__PASSAGE PROVIDED__.
· · · · · · ·

Melvin M. Johnson

The Plight of Italian Freemasonry in the Post-War Years

Today, we highlight a document from the Scottish Rite Masonic & Library’s archives. President Harry S. Truman wrote this letter to the Scottish Rite Northern Masonic Jurisdiction’s Sovereign Grand Commander Melvin Maynard Johnson in 1948.

2019_001_016DS1Letter from President Harry S. Truman to Melvin M. Johnson, 1948 August 3.
 

August 3, 1948

I am grateful to you for forwarding with your letter of July thirteenth, copy of a document – CIVIL TRIBUNAL OF ROME – CITATION ACT.

I had been hopeful that we could arrive at an amicable adjustment regarding the Masonic property in Italy. I was, however, apprehensive after receiving Ambassador Dunn’s report, copy of which I forwarded to you.

· · · · · · ·

__Pointing dataset listing__.

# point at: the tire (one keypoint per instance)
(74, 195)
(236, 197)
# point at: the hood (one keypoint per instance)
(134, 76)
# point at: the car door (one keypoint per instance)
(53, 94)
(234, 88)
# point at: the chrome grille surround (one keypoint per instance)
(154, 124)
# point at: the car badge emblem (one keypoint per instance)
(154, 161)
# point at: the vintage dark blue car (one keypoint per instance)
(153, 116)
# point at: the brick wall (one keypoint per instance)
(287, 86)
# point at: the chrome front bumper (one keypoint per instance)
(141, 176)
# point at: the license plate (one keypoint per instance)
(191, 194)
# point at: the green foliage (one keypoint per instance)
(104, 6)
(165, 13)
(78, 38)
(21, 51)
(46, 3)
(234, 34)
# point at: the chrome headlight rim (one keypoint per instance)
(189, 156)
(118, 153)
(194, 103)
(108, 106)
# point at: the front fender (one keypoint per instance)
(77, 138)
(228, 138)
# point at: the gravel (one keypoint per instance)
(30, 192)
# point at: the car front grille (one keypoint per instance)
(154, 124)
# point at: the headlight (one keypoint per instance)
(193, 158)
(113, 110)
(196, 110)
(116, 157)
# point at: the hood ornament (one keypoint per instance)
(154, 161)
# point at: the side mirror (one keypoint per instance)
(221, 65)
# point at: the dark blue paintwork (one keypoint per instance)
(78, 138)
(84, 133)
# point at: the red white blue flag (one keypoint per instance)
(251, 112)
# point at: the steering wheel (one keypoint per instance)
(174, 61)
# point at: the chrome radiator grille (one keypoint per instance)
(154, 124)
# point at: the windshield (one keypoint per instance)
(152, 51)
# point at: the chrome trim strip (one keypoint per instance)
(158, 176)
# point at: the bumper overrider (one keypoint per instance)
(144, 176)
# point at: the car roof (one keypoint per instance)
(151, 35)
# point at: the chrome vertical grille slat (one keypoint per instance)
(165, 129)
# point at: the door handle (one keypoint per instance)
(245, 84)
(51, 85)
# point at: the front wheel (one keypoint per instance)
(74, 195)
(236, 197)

· · · · · · ·

__YOUR TASK__. Transcribe the stretch of the passage on Italian Freemasonry from "The Plight of" through "Johnson in 1948.". The listing has no connection to the passage on Italian Freemasonry.

__TASK RESULT__.
The Plight of Italian Freemasonry in the Post-War Years

Today, we highlight a document from the Scottish Rite Masonic & Library’s archives. President Harry S. Truman wrote this letter to the Scottish Rite Northern Masonic Jurisdiction’s Sovereign Grand Commander Melvin Maynard Johnson in 1948.